TASK BRIEF:
If "below" shows up in a line of the material, return that line.

RECORDS FOR THIS TASK:
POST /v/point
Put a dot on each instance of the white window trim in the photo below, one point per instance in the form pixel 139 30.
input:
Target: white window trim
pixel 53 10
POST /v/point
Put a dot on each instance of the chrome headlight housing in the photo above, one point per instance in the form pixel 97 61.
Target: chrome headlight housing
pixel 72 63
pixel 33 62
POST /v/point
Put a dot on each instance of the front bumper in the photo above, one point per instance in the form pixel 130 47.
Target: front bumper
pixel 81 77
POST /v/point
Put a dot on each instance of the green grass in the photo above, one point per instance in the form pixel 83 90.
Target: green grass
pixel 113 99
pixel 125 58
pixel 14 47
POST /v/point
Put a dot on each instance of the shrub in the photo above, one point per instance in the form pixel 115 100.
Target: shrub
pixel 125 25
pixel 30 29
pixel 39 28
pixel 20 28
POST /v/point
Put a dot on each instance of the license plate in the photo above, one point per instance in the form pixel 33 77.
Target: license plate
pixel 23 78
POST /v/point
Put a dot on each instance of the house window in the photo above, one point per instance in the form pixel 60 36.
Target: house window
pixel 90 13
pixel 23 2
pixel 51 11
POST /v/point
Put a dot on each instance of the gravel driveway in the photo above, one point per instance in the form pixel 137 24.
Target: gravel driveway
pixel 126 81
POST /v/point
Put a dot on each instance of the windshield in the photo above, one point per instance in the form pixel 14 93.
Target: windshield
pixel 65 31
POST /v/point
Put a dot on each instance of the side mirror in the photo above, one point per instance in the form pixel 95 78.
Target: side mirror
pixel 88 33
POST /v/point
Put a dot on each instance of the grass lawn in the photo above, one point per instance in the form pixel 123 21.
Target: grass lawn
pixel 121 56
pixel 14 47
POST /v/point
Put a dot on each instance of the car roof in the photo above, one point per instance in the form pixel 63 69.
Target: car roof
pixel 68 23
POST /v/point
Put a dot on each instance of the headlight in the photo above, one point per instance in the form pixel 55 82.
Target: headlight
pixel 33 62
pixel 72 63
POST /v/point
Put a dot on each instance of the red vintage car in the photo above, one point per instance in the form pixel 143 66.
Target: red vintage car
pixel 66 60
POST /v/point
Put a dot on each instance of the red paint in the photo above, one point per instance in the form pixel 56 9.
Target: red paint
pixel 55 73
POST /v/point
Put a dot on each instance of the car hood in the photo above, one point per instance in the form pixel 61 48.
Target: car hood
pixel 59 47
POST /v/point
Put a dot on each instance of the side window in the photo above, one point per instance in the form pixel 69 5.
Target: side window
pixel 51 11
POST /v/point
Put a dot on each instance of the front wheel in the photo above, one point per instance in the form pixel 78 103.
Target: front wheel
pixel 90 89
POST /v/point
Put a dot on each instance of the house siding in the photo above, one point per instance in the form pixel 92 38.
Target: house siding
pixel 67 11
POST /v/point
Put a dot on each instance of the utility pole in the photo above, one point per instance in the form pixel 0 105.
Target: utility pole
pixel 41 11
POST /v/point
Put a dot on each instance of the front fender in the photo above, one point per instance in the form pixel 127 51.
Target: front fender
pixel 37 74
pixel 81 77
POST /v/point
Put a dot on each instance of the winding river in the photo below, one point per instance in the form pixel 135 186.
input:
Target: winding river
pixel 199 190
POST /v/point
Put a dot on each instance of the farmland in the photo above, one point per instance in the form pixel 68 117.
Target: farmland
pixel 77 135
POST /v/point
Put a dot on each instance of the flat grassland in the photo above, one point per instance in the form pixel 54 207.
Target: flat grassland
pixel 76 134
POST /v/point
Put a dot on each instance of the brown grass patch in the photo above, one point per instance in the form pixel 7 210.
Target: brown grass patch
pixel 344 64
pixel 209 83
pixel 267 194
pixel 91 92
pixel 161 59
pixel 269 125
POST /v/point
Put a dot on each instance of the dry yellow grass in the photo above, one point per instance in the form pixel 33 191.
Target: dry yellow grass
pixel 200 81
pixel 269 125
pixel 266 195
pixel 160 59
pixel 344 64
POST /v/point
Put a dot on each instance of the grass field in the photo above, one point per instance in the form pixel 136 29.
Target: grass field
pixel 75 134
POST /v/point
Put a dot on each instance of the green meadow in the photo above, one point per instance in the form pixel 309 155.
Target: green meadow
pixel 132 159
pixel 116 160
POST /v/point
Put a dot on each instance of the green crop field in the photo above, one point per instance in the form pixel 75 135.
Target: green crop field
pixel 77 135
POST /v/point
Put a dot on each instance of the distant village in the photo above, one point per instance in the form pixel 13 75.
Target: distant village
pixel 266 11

ANSWER SPACE:
Put a dot on each instance of the white window trim in the photo below, one point per instance in the form pixel 139 30.
Put a dot on each instance of the winding river in the photo below, one point per instance in the form pixel 135 186.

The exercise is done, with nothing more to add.